PAGE TEXT
I quit writing about tests. And test prep. Five, six, years ago? I still taught test prep until this year, always giving in to my old employer’s pleas to teach his Saturday classes. But I largely quit the SAT after the last changes, focusing on the ACT. I still love tests, still enjoy coaching kids for the big day.
Explaining why has been a task I’ve avoided for several years, as the doubt is hard to put into words.
It was an APUSH review course, the last one I taught, I think. Class hadn’t started for the day, but one of my five students was sitting there highlighting notes. She was a tiny little thing, perky and eager but not intellectually remarkable and it was March of what would have been her junior year.
“This is my last test prep course. I’ve taken the SAT for the fourth time, took AP Calculus BC last year, and I’m all done.”
“Yay! How’d you do on the SAT?”
“2400,” she said, casually. “I got 2000 the first time, but I spent the whole summer in two prep courses, plus over Christmas.”
Boom.
Like I said, she was….ordinary. Bright, sure. But her APUSH essays were predictable, regurgitating the key points she’d read in the prep material–pedestrian grammar, too many commas. Her lexile level was unimpressive. Nothing terrible. I gave her some tips.
This girl had placed in the 99th percentile for the SAT but couldn’t write a grammatically complex sentence, much less an interesting one. Couldn’t come up with interesting ways to use data (graphs, statistics). Couldn’t accurately use the words she’d memorized and didn’t understand their nuance in reading text
She was a false positive.
I’ve known a lot of high scoring students of every ethnicity over the years–and by high scoring, I mean 1400-1600 on the 1600 SAT, and 2200-2400 on the 10 years with the three tests. 5s on all AP tests, 700+ on all Subject tests. Until that conversation, I would have said kids had high test scores were without exception tremendously impressive kids: usually creative, solid to great writing, opinionated, spotted patterns, knew history, knew the underlying theory of anything that interested them. I could see the difference, I’d say, between these kids and those slightly lower on the score scale–the 1200s, the kids who were well rounded with solid skills who were sometimes as impressive, sometimes not, sometimes a swot, sometimes a bright kid who didn’t see much point in striving.
Every time saying it, though, I’d push back memories of a few kids who’d casually mentioned a 5 score, or a 1600 or 2400, that took me aback. That particular kid who didn’t seem all that remarkable for such a high score. But in all these cases, I was only relying on gut instinct and besides, disappointingly high IQ folks exist. For every Steven Hawking there’s a Ron Hoeflin. Or a Marilyn vos Savant, telling us whether or not larks are happy. Surely the test would sometimes capture intellect that just wasn’t there in the creative original ways I looked for. Or hey, maybe some of those kids were stretching the truth.
But here, I had my own experience of her work and her scores were easily confirmable, as my employer kept track (her name was on the “2400 list”, the length of which was another shock to my prior understanding). She got a perfect score despite being a banal teen who couldn’t write or think in ways worthy of that score.

PROBLEM DESCRIPTION
Continue the essay above about the test-prep student with a perfect SAT score, starting after its final sentence.

DATA TO EXAMINE
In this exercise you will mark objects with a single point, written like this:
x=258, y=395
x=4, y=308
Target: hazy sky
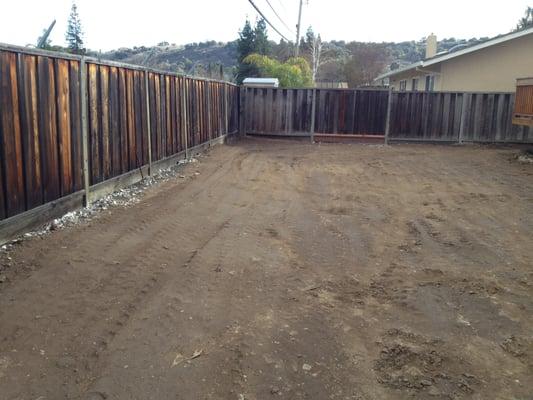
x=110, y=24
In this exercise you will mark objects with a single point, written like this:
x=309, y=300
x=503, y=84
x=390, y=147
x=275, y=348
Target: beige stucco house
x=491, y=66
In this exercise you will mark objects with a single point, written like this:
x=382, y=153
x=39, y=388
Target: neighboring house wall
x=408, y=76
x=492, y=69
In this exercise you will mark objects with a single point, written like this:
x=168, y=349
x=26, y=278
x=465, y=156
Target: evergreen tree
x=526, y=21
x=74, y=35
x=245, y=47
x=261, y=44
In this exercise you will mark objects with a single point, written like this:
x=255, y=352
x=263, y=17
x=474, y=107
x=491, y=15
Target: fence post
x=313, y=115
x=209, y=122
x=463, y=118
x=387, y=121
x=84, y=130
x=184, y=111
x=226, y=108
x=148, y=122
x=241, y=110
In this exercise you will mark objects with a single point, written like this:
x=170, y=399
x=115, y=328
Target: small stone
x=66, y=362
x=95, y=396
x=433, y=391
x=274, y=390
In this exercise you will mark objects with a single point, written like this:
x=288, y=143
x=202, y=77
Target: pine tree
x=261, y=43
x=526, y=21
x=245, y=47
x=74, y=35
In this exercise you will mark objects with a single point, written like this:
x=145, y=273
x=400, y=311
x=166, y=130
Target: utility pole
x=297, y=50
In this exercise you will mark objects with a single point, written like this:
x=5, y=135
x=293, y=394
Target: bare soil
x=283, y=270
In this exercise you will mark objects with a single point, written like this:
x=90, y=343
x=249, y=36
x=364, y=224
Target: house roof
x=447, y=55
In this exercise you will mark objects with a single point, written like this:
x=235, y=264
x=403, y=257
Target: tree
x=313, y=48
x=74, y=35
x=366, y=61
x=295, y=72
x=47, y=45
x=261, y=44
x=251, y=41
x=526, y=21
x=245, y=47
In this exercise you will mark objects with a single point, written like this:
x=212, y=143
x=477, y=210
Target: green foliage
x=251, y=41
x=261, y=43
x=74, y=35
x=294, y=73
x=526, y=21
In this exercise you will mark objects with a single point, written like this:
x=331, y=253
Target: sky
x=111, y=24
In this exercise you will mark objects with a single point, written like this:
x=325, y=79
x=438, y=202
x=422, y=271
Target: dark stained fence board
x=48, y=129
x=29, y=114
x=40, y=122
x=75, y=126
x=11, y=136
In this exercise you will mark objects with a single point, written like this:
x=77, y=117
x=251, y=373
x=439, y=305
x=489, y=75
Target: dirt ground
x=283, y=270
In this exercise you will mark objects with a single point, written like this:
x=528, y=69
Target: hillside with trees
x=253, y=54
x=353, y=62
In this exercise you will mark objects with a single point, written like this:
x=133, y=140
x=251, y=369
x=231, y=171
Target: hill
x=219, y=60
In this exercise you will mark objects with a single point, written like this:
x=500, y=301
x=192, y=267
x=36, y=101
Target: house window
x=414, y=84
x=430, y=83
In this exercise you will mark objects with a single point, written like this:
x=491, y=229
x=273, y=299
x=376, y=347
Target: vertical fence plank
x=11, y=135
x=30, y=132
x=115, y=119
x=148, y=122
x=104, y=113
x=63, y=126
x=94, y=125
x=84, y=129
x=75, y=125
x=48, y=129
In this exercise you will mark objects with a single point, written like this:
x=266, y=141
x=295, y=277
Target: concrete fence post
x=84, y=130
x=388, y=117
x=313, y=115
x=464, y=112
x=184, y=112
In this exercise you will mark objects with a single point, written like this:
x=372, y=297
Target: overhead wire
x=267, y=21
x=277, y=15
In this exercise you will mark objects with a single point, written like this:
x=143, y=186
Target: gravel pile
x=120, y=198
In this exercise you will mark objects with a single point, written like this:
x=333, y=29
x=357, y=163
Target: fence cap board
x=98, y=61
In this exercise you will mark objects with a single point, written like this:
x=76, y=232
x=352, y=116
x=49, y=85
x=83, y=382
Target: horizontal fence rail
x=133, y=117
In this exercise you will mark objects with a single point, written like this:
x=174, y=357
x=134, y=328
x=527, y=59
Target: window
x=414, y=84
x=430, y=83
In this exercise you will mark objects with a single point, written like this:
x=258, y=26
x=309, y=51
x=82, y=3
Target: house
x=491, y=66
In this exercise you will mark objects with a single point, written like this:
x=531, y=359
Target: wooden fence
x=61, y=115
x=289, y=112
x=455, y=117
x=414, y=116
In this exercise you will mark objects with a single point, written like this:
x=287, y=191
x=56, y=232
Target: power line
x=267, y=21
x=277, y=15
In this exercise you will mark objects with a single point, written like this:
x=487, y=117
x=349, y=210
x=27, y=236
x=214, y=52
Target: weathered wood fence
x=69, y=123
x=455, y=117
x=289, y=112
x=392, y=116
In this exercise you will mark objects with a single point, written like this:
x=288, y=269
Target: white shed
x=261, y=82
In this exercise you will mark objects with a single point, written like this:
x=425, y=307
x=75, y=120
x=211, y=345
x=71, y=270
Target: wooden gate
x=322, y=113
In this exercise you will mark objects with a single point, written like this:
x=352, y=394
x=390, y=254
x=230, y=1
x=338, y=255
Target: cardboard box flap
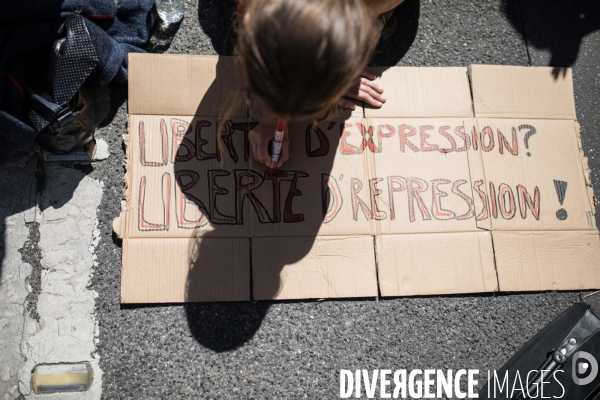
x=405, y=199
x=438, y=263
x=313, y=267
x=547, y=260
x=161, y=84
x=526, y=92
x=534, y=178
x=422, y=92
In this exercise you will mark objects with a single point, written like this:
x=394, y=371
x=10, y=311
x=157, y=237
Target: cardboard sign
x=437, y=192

* * *

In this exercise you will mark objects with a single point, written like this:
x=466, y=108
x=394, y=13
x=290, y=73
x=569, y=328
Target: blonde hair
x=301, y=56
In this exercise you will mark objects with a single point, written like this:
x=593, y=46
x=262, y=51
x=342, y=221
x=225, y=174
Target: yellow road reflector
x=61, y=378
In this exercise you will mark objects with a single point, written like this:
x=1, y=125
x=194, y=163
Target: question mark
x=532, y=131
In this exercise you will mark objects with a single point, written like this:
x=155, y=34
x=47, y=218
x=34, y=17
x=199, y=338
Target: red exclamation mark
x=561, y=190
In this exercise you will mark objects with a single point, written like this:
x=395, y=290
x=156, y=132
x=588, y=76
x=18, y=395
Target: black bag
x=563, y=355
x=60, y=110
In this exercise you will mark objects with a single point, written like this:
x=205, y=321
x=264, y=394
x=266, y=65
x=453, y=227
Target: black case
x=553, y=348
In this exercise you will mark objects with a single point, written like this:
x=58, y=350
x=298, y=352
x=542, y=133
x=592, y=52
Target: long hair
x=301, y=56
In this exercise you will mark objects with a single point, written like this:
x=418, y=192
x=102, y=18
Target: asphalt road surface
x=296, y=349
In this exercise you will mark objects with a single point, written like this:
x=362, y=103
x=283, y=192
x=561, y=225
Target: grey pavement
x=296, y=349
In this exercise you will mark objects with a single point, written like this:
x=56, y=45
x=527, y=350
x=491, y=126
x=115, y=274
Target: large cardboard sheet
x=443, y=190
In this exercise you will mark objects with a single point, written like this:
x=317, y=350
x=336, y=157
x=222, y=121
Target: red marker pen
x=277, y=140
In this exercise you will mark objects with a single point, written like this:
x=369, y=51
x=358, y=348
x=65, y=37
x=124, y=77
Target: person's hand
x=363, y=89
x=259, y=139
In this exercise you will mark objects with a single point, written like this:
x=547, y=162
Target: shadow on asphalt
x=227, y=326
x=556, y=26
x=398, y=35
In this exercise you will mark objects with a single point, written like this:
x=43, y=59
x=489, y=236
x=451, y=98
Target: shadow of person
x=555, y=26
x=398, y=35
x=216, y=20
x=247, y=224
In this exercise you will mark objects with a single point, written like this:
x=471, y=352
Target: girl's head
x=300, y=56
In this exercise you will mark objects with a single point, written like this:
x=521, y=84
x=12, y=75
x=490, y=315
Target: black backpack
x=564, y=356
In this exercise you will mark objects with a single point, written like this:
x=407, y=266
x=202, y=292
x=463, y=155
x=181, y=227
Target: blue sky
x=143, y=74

---

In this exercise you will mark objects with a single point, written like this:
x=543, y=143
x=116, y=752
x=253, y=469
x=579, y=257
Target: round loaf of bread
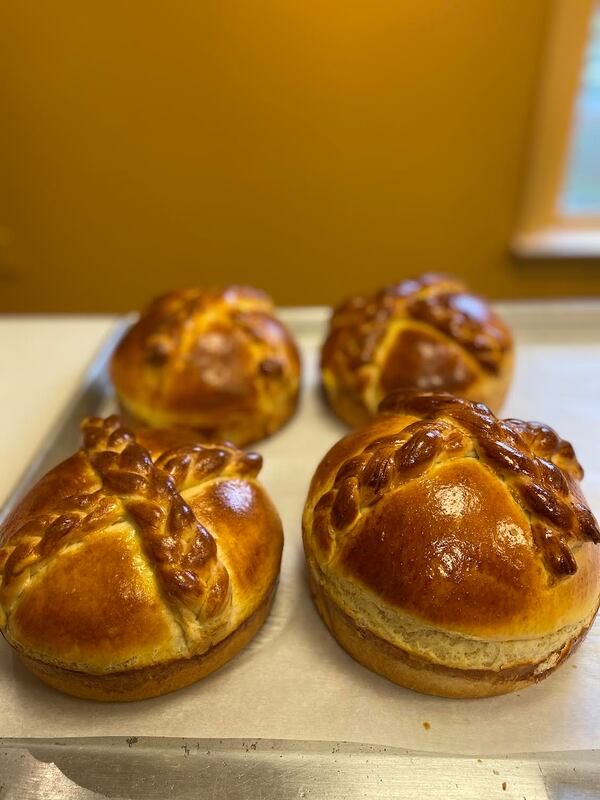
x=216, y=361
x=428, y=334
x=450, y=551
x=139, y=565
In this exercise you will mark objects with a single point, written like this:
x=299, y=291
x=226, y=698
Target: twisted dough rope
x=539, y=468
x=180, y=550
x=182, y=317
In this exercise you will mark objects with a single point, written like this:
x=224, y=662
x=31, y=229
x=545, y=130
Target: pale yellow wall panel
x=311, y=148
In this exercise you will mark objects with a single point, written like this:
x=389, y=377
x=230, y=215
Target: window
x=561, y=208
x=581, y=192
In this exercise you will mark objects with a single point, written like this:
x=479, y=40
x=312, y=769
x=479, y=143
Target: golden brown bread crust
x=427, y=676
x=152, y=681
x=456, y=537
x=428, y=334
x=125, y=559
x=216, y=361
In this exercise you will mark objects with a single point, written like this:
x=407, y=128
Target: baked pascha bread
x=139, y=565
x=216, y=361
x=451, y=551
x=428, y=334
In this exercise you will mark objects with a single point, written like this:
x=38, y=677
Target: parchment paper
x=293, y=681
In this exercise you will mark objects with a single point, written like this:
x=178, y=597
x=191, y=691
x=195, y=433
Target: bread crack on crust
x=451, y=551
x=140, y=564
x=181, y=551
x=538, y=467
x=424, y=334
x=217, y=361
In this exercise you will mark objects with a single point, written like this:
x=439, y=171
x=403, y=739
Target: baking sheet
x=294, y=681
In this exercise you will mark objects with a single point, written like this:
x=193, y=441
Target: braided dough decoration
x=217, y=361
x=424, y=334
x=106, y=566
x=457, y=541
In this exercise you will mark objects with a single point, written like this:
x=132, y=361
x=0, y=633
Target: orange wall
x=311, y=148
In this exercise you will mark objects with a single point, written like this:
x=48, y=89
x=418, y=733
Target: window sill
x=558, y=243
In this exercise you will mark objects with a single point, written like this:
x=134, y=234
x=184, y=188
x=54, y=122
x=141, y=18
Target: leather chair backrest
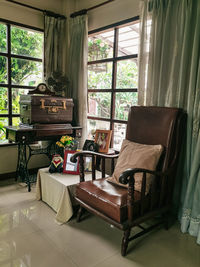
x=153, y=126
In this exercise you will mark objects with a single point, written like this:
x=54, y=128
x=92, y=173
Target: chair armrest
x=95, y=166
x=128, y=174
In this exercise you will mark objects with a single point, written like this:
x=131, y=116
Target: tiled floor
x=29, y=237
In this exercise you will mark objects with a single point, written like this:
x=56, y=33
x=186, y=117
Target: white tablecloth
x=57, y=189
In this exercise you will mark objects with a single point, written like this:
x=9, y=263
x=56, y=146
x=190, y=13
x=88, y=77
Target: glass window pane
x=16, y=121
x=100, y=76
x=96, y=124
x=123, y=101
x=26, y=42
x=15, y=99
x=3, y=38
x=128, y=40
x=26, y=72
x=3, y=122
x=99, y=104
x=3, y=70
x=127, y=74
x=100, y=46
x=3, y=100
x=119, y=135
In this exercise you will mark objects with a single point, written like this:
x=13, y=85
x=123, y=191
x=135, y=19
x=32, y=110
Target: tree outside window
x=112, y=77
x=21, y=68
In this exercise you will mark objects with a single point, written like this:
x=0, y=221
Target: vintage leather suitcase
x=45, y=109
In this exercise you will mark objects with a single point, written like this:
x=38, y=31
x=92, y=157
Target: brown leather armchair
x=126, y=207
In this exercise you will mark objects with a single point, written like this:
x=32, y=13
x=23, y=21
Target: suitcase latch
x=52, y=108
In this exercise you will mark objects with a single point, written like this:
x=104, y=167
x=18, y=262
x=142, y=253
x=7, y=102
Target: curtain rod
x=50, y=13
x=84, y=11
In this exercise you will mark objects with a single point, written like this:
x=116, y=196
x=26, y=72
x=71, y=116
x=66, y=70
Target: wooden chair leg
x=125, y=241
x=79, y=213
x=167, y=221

EXERCISE RESPONSE
Since that first real awareness, I’ve met other kids with top 1% test scores who are similarly…unimpressive. 98+ percentile SAT scores, eight 5 AP scores, and a 4.5 GPA with no intellectual depth, no ability to make connections, or even to use their knowledge to do anything but pick the correct letter on the multiple choice test or regurgitate the correct answer for a teacher. Some I could confirm their high scores, others I just trusted my gut, now that I’d validated instinct. These are kids with certainly decent brains, but not unusually so. No shame in that. But no originality, not even the kind I’d expect from their actual abilities. No interest in anything but achieving high scores, without any interest in what that meant.
It probably won’t come as a shock to learn that all the kids with scores much higher than demonstrated ability were born somewhere in east Asia, that they all spent months and months learning how to take the test, taking practice tests, endlessly prepping.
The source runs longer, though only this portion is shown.